EXCERPT:
__________________________________________________

A person addicted to Methadone may experience withdrawal symptoms like extreme abdominal cramps, anxiety, diarrhea, muscle tremors, nausea, and vomiting.


5. Barbiturates


This type of depressant received a score of 2.01 for dependence—intake results in various central nervous system depression that ranges from mild sedation to comatose. While barbiturates are available as a pill, many prefer injecting it into their body in liquid form. The generic names for barbiturates include Amobarbital, Pentobarbital, Tuinal, Phenobarbital, and Secobarbital.


The most common effects of barbiturates include anxiety relief, euphoria, lack of inhibition, and sleepiness. Those who are withdrawing from this drug may suffer from anxiety, dizziness, insomnia, psychosis, and seizure. If not properly treated, barbiturate addiction may lead to circulatory failure, hypothermia, or even death.


6. Alcohol


The most widely used psychoactive substance in the United States is alcohol. There are more than 14 million adults suffering from alcohol use disorder, and 86% of all adults have consumed alcohol at least once. It ranked high in the pleasure factor for dependence which does not come as a surprise. Most people drink alcohol to celebrate or to feel relaxed.


The problem is, of course, when drinking is done excessively. It comes with health issues like alcohol poisoning, anxiety, depression, high blood pressure, memory issues, and stroke.


7. Benzodiazepines


Called Benzos by those who take them, Benzodiazepines have been prescribed medication in the US for anxiety and seizures. They are abused by some people because of their highly addictive properties. Some examples of this drug include Xanax, Valium, and Restoril.


After up to 4 days of stopping intake, users might experience sleep disturbance, nausea and headache, muscular pain, and panic attacks, among others. Benzo withdrawal can be fatal in extreme cases, which is why it is highly recommended that Benzo addiction recovery be supervised.


8. Amphetamine


Amphetamines are intended for the treatment of ADHD and narcolepsy. However, it is highly addictive, and because it’s been illegally produced for years in the form of Meth, millions of people have been abusing its use, too. It has a score of 1.67 for dependence. Meth is smoked, snorted, injected, mixed with coffee, or swallowed. Users feel immediate effects of high energy, confidence, increased sex drive, and high levels of happiness. It also causes teeth grinding and dry mouth, as well as increased heart rate.


Withdrawal symptoms like nightmares, pain, depression, exhaustion, and irritability typically disappear after a month of not using Meth.


9. Buprenorphine


As the use of opioids continues to spread, experts try to counter addiction to this substance with Buprenorphine and other medications. The intention is to suppress Opioid withdrawal symptoms, stop the cravings and block their effects. Users, however, like its euphoric and sedative effects and abuse it. Its dependence score is 1.64.


10. Cannabis


Rounding up this list of the ten most addictive drugs is Cannabis, or more commonly called marijuana, dagga, zol or choef with a score of 1.51. Cannabis comes from the Cannabis sativa and Cannabis Indica plants. It is used as a medicinal drug for pain relief and for those suffering from nerve pain and multiple sclerosis. There are studies that say it also helps those who have Parkinson’s disease and glaucoma.


Some people question the addictive properties of marijuana, but 30% of users show signs that a disorder may be associated with dependence on this drug. Also, it is worth noting that those who start using marijuana before the age of 18 are up to 7 times more likely to suffer from Marijuana use disorder. Withdrawal symptoms may include cravings, mood swings, restlessness, and more.


In conclusion, drug addiction is a serious concern and it affects millions across the world. Knowing more about drug addiction and these addictive drugs could help you recognize the symptoms of use or withdrawal in your loved one who may be addicted to any of these. Because of the health consequences of using and withdrawing from these substances, it is recommended that you ask for immediate assistance if you notice symptoms in your friend or family member.

__________________________________________________

WHAT TO DO: Summarize the excerpt on addictive drugs in two sentences.

SOURCE DATA:
__________________________________________________

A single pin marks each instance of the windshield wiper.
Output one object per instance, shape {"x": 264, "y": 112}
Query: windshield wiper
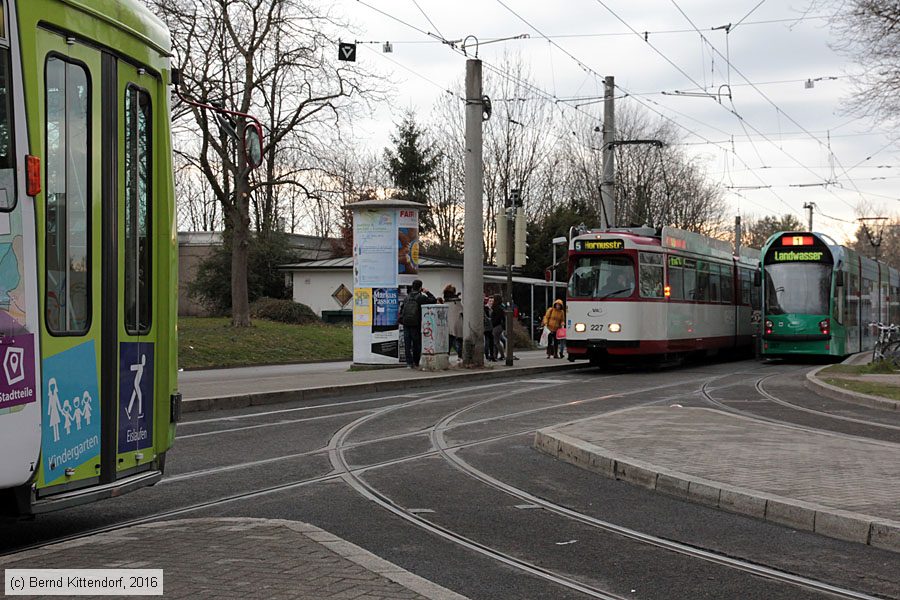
{"x": 628, "y": 289}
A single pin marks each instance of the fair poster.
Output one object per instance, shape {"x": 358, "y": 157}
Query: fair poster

__________________________________________________

OUTPUT: The excerpt covers entries five through ten in a list of the ten most addictive drugs: barbiturates, alcohol, benzodiazepines, amphetamine, buprenorphine, and cannabis. It gives details such as uses, effects, dependence scores, and withdrawal symptoms, and it concludes that drug addiction is a serious concern affecting millions, recommending immediate assistance if a friend or family member shows symptoms.